ARBEITSANWEISUNG 1
Beantworten Sie anhand des Textes zur Einfuhrumsatzsteuer:
(a) Nach welcher Vorschrift werden die Zollvorschriften entsprechend auf die Einfuhrumsatzsteuer angewendet?
(b) Welches Urteil wird für das Tatbestandsmerkmal des Eingangs in den Wirtschaftskreislauf angeführt?
(c) Für welche Fahrt wurde der BMW in Deutschland genutzt?
ARBEITSANWEISUNG 2
Fahren Sie mit dem Text zur Einfuhrumsatzsteuer fort und knüpfen Sie dabei an dessen letzten Satz an.

VORLIEGENDER TEXT
☆ ☆ ☆ ☆ ☆ ☆ ☆

2. Die Einfuhrumsatzsteuer wurde zu Recht festgesetzt. In entsprechender Anwendung der Zollvorschriften auf die Einfuhrumsatzsteuer gemäß § 21 Abs. 2 UStG ist die Einfuhrumsatzsteuer entstanden. Auch nach dem neuerdings erforderlichen Tatbestandsmerkmal des Eingangs in den Wirtschaftskreislauf (EuGH, Urteil v. 10. Juli 2019, C-26/18, Federal Express, hierzu Bender, UR 2019, 641, 644 ff.) liegt eine mehrwertsteuerrechtliche Einfuhr vor. Der BMW wurde nämlich in Deutschland jedenfalls für eine Fahrt von Berlin in Richtung Hamburg genutzt und ist damit - wenn auch nur kurz - in den Wirtschaftskreislauf eingegangen.

☆ ☆ ☆ ☆ ☆ ☆ ☆

UNTERSUCHTE DATEN
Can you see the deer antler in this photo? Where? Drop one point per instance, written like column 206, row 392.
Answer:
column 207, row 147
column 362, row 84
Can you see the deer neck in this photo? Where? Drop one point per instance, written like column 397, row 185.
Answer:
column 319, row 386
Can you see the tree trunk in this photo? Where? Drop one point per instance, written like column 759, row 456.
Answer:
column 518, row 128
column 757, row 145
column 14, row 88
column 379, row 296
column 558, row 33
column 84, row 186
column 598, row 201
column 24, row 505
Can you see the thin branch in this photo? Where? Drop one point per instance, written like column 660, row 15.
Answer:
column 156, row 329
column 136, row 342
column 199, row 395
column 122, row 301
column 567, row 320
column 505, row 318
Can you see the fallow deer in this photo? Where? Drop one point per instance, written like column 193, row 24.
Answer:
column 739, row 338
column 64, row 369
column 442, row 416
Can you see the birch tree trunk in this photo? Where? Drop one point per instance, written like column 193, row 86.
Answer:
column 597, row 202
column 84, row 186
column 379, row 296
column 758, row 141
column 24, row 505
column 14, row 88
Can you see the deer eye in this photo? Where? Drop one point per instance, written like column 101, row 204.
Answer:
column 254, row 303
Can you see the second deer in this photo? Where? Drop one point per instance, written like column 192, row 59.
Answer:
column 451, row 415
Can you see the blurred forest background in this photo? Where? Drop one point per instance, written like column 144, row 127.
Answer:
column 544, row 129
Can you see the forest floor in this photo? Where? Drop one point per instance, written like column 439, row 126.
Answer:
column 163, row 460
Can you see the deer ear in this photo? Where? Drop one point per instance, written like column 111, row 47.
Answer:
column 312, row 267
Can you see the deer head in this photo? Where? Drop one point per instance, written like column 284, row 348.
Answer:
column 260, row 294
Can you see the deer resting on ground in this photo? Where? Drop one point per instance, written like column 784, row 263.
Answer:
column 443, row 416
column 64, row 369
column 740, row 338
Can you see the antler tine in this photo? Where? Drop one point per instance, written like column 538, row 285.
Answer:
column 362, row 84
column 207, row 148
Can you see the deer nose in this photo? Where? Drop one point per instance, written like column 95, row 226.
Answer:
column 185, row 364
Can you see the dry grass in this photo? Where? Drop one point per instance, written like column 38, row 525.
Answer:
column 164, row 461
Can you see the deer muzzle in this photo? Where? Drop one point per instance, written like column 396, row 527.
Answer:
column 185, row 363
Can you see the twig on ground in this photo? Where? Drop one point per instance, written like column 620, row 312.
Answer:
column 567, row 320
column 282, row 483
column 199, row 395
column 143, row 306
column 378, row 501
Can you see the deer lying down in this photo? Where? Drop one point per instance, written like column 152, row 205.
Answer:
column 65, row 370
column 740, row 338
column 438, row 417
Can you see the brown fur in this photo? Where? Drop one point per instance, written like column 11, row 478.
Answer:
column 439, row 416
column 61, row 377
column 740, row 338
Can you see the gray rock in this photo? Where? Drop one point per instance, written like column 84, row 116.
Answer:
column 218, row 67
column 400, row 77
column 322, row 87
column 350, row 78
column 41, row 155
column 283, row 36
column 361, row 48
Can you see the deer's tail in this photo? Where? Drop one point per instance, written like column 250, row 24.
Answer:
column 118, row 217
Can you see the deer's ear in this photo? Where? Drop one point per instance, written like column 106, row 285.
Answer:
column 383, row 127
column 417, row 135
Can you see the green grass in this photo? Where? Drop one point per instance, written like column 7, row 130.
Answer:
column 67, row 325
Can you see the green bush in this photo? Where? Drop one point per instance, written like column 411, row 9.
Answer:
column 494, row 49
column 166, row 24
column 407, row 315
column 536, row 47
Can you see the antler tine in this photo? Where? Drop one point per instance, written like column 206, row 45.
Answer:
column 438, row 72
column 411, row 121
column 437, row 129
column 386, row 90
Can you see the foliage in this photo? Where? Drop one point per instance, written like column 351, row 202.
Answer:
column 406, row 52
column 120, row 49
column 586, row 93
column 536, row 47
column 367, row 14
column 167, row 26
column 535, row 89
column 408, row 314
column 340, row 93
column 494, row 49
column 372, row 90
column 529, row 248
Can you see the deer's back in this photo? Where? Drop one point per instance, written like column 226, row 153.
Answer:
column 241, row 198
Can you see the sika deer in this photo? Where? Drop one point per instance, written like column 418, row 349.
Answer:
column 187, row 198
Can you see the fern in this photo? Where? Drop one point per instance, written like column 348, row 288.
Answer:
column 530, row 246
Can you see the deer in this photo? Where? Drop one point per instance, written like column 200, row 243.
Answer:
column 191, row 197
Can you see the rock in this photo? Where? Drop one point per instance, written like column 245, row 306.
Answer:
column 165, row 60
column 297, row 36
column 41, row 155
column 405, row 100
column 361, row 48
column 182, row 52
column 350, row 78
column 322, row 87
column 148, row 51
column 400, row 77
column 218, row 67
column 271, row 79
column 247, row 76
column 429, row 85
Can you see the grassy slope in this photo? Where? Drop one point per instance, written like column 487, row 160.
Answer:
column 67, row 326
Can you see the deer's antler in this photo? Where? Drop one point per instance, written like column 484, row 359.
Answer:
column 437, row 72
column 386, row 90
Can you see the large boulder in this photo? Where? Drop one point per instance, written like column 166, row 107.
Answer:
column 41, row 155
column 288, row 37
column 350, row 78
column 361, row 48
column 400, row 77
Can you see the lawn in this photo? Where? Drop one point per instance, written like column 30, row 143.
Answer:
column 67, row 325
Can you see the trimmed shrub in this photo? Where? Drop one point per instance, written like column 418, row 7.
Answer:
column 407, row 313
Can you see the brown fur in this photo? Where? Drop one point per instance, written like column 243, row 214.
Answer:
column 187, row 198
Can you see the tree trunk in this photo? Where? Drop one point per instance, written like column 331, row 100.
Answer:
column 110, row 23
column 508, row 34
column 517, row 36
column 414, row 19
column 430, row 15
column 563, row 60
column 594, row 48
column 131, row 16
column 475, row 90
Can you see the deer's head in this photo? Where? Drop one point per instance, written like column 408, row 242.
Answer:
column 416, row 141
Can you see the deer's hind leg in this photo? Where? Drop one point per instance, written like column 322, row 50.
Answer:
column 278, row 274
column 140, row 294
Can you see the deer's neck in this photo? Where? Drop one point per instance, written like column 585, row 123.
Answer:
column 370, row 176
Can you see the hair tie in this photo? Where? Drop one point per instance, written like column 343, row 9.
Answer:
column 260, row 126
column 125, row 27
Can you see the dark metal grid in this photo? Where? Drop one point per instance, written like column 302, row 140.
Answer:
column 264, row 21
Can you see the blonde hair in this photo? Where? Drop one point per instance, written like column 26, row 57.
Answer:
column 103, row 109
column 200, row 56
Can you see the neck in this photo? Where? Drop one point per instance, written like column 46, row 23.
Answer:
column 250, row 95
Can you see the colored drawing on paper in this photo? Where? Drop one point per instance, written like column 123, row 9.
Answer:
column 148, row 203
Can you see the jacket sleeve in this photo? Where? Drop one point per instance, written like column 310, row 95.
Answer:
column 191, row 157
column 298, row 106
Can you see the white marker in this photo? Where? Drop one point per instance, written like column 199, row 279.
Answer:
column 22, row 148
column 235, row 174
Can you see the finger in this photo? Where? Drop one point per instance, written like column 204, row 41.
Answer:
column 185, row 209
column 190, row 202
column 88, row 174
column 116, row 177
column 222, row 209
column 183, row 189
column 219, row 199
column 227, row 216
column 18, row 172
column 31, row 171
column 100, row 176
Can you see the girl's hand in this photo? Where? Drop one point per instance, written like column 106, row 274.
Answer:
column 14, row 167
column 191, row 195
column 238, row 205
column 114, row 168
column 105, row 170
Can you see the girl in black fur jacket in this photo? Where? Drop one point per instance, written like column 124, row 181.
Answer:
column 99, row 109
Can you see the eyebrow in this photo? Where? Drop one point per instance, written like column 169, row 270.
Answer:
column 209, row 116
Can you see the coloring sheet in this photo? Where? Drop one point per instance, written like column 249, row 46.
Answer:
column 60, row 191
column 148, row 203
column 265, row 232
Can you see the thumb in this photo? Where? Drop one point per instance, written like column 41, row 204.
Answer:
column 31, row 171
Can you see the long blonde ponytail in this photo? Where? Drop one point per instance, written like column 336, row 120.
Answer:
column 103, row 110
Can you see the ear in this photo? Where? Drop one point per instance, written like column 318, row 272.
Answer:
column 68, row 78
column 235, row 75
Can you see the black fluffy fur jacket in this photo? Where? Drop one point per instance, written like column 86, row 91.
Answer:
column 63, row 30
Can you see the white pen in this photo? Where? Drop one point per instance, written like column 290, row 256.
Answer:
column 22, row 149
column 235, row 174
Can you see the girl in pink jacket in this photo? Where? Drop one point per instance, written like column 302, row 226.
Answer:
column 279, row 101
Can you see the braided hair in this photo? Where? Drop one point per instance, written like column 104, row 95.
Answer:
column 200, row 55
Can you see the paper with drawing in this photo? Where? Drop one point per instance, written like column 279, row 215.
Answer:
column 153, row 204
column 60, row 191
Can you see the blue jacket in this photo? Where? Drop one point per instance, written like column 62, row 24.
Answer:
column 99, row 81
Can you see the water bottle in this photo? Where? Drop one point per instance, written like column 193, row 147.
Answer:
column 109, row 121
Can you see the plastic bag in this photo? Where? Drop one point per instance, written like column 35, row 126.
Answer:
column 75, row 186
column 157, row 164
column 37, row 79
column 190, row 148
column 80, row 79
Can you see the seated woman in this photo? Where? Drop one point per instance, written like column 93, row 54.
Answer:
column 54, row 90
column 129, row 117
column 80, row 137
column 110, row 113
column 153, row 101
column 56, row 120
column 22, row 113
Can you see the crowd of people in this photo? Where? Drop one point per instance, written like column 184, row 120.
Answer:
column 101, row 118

☆ ☆ ☆ ☆ ☆ ☆ ☆

LÖSUNG 1
(a) § 21 Abs. 2 UStG
(b) EuGH, Urteil v. 10. Juli 2019, C-26/18, Federal Express
(c) Für eine Fahrt von Berlin in Richtung Hamburg

LÖSUNG 2
35

Auch die Einfuhrumsatzsteuer konnte nicht gemäß Art. 124 Abs. 1 Buchst. k) ZK i.V.m. § 21 Abs. 2 UStG erlöschen (siehe oben).

III.

36

Die Kostenentscheidung beruht auf § 135 Abs. 1 FGO. Gründe, die Revision zuzulassen (§ 115 Abs. 2 FGO), sind nicht gegeben.